Work item:
Return each entry exactly, omitting nothing.

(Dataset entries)
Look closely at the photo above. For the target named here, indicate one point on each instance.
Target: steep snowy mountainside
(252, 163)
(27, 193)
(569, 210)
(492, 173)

Problem solution:
Look closely at the photo above. For the target named here, indicate one point on each instance.
Target: steep snowy mountainside
(252, 163)
(27, 193)
(569, 210)
(492, 173)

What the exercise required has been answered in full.